» Dataset records
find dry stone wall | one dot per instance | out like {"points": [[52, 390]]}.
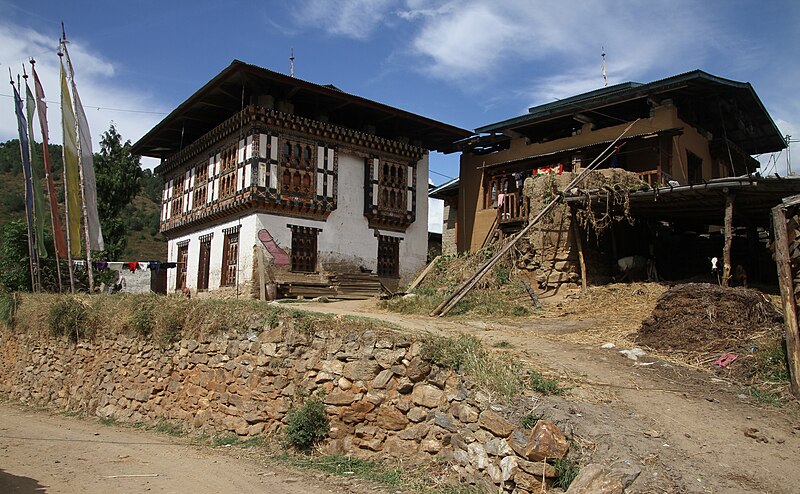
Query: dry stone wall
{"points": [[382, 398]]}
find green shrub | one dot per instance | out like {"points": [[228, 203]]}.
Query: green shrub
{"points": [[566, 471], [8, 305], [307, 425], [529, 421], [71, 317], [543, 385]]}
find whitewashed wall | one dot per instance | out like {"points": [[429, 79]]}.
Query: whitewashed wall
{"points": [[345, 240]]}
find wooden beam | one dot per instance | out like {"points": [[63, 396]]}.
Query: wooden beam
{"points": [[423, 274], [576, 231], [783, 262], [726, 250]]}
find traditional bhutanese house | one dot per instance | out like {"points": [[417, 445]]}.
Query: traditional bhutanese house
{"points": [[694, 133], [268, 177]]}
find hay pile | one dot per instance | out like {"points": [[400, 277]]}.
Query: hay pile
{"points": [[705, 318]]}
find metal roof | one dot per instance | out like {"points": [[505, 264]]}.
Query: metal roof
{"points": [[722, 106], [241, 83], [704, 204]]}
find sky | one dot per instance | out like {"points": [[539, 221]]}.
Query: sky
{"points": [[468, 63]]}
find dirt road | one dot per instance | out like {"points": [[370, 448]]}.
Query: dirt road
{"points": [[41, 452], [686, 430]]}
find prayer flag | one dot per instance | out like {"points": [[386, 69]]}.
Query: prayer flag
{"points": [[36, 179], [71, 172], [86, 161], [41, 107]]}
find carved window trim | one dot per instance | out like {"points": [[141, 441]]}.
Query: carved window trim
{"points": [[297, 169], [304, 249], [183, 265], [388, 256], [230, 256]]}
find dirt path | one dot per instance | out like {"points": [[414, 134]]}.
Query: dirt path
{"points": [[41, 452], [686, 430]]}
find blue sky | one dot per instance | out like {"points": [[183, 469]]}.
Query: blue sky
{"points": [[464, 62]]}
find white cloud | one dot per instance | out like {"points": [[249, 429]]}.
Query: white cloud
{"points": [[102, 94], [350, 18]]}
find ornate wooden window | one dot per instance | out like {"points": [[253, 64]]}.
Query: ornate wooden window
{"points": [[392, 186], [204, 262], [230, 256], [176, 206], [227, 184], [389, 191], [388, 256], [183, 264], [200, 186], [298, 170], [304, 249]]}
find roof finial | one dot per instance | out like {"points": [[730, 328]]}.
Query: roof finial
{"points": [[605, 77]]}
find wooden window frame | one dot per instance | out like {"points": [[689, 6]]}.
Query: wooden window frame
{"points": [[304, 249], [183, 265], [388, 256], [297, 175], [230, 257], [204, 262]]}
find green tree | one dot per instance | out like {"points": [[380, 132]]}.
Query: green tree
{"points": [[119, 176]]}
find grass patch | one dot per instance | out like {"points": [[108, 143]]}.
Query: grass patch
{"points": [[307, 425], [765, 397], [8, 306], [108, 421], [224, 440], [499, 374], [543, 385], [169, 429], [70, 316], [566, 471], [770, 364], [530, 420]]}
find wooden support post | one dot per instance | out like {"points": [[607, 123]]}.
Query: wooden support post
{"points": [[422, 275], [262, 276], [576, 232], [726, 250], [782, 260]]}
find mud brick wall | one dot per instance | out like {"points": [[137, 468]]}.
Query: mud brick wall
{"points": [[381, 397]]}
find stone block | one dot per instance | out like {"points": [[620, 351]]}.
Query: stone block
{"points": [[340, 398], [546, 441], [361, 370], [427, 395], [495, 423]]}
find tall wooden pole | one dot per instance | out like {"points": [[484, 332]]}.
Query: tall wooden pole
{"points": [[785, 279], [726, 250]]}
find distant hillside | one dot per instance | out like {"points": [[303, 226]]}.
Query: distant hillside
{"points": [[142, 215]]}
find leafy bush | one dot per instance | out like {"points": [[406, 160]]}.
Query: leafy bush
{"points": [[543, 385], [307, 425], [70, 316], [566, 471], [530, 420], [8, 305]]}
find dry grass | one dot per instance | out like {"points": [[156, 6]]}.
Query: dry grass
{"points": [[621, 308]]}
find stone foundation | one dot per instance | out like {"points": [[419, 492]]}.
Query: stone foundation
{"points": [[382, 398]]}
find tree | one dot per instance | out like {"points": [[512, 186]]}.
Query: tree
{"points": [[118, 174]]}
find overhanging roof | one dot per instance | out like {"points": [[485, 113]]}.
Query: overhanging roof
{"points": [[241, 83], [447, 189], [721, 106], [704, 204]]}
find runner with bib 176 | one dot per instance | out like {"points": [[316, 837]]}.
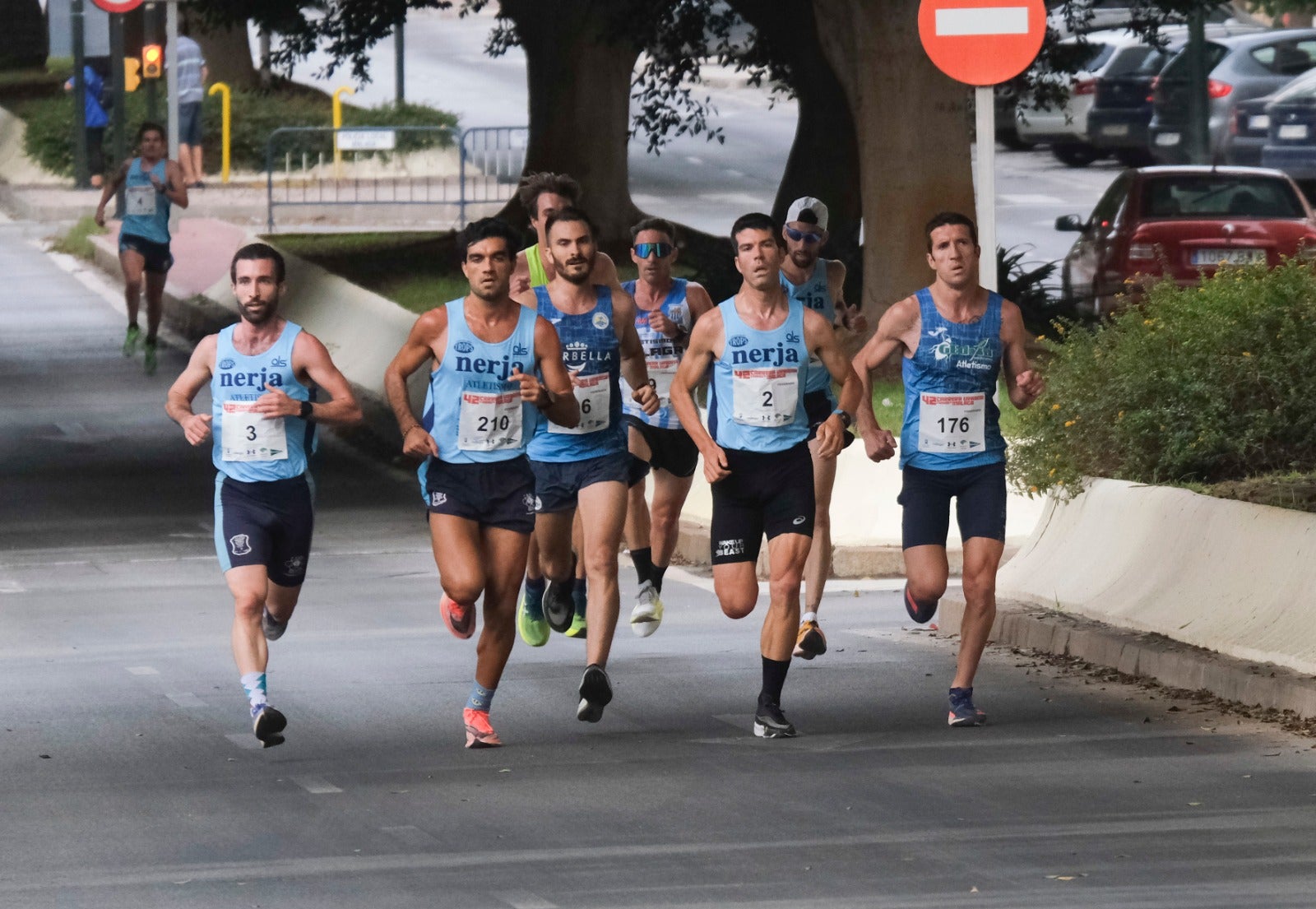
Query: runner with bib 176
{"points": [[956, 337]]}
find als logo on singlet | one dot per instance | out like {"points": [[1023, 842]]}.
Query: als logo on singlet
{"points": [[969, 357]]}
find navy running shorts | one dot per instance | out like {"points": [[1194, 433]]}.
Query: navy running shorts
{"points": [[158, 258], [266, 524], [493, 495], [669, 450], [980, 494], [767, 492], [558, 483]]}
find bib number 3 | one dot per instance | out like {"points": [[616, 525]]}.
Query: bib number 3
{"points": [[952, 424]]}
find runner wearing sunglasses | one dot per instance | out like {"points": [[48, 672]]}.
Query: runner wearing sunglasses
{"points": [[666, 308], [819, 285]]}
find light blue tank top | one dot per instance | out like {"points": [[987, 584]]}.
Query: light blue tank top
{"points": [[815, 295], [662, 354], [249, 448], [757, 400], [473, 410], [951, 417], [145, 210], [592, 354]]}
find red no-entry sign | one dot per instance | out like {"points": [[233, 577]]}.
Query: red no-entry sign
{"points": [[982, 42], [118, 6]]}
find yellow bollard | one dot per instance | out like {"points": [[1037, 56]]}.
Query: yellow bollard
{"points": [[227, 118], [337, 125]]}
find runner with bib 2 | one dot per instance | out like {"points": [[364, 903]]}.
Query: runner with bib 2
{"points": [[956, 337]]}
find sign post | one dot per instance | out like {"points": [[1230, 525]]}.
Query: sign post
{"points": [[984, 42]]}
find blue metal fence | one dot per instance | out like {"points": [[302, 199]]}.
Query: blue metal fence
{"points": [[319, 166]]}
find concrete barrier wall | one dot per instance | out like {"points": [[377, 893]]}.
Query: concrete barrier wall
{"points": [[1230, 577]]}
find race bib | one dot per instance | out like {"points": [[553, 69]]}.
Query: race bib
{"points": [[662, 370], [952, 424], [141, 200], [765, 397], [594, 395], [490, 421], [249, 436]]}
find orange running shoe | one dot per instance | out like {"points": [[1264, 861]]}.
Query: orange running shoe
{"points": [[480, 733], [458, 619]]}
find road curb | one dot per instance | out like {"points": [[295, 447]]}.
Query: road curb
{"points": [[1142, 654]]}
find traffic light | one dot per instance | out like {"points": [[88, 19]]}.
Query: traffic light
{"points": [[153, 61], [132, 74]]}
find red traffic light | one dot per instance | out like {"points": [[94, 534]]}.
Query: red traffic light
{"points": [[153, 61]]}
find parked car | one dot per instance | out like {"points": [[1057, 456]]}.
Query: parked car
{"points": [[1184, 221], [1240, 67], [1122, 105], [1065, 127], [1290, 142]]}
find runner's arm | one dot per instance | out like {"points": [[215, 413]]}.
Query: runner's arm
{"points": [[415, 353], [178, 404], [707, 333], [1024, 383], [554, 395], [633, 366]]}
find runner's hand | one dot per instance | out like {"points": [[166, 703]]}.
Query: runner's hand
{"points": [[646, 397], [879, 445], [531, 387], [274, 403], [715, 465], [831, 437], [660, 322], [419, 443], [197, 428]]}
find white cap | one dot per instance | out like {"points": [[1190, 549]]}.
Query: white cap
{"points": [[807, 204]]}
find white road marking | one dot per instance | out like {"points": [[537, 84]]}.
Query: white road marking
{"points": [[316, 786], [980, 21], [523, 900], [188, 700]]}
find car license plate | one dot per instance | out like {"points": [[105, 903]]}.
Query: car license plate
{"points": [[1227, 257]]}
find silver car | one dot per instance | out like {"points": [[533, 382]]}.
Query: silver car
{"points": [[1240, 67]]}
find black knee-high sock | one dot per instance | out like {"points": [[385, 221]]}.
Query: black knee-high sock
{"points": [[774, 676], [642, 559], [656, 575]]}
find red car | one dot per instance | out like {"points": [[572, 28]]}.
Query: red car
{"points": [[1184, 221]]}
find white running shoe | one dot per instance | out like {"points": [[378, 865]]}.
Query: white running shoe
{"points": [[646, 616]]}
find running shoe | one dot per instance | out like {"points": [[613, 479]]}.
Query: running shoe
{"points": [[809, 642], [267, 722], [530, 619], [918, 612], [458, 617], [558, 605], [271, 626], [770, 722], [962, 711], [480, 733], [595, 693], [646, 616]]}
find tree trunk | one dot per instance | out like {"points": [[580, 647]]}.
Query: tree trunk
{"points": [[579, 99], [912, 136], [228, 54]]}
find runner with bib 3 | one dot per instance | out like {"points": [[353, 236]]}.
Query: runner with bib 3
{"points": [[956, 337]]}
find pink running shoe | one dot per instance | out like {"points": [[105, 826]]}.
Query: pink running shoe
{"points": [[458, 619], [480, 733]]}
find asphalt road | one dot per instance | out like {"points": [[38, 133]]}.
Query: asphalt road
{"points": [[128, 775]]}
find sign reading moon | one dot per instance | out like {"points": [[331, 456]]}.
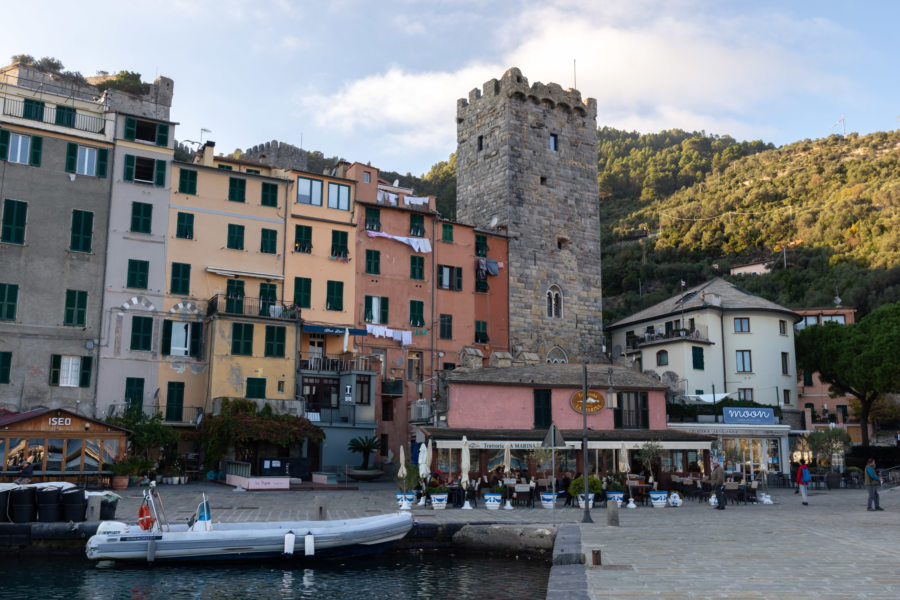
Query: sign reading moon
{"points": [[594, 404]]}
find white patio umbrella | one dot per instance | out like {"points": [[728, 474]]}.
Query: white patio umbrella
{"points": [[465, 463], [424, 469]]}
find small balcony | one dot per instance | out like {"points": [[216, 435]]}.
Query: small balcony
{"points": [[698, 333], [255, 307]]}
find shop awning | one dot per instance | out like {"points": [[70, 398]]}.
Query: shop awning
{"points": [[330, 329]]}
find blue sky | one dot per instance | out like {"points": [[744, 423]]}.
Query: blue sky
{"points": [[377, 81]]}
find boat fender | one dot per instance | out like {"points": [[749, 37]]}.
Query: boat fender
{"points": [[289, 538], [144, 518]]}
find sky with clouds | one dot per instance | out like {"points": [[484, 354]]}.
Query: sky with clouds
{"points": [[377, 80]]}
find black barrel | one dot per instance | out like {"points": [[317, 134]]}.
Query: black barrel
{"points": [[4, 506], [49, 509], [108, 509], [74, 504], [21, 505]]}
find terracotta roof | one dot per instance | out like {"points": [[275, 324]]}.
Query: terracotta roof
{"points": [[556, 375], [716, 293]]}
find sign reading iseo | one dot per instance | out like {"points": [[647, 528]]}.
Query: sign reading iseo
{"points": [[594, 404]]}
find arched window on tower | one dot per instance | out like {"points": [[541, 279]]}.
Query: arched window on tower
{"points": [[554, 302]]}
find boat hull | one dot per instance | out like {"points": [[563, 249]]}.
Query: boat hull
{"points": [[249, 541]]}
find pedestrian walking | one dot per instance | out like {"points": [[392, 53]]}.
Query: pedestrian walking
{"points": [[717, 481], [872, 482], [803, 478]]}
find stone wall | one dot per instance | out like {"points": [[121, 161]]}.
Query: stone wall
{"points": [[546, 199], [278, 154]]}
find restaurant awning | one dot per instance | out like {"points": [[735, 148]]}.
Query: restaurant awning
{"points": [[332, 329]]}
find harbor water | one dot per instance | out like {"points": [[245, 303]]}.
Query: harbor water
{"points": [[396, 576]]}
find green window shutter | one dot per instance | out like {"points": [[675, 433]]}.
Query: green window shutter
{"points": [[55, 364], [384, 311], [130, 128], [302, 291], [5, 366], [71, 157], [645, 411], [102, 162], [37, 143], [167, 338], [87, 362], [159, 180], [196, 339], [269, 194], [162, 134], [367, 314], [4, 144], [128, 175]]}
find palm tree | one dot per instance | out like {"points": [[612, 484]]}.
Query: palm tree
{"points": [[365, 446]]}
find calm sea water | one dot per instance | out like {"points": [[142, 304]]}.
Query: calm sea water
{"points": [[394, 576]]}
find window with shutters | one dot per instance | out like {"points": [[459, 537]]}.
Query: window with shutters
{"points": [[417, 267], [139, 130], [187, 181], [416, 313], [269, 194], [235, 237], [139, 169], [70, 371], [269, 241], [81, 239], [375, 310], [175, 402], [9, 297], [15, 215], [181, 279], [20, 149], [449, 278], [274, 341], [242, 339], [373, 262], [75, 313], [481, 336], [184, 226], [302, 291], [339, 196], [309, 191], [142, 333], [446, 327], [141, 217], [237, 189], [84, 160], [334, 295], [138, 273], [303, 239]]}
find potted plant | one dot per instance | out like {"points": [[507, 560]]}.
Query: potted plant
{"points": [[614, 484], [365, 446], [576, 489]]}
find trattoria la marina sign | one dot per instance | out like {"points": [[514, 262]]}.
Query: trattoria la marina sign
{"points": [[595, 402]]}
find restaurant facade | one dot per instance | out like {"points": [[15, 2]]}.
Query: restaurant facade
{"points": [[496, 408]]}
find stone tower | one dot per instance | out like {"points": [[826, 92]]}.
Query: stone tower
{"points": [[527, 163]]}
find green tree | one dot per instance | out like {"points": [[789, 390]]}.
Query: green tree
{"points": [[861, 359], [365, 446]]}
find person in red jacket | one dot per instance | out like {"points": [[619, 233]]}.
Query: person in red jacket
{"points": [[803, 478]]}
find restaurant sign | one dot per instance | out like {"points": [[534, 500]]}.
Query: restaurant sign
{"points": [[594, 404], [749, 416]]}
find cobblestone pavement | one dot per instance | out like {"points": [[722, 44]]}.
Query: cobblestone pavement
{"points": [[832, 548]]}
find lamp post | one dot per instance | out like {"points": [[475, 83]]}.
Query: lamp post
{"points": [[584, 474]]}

» Problem details
Copy out the listing above from the line containing "find runner with bib 176" to the line containing "find navy running", both included, exactly as written and minus the images.

» Answer section
find runner with bib 176 | one dot per instance | out like {"points": [[316, 837]]}.
Query: runner with bib 176
{"points": [[956, 337]]}
find als logo on singlet | one dot per instance | out like {"points": [[1023, 842]]}.
Query: als logo on singlet
{"points": [[969, 357]]}
find navy running shorts | one dot per instance | out like {"points": [[1194, 433]]}.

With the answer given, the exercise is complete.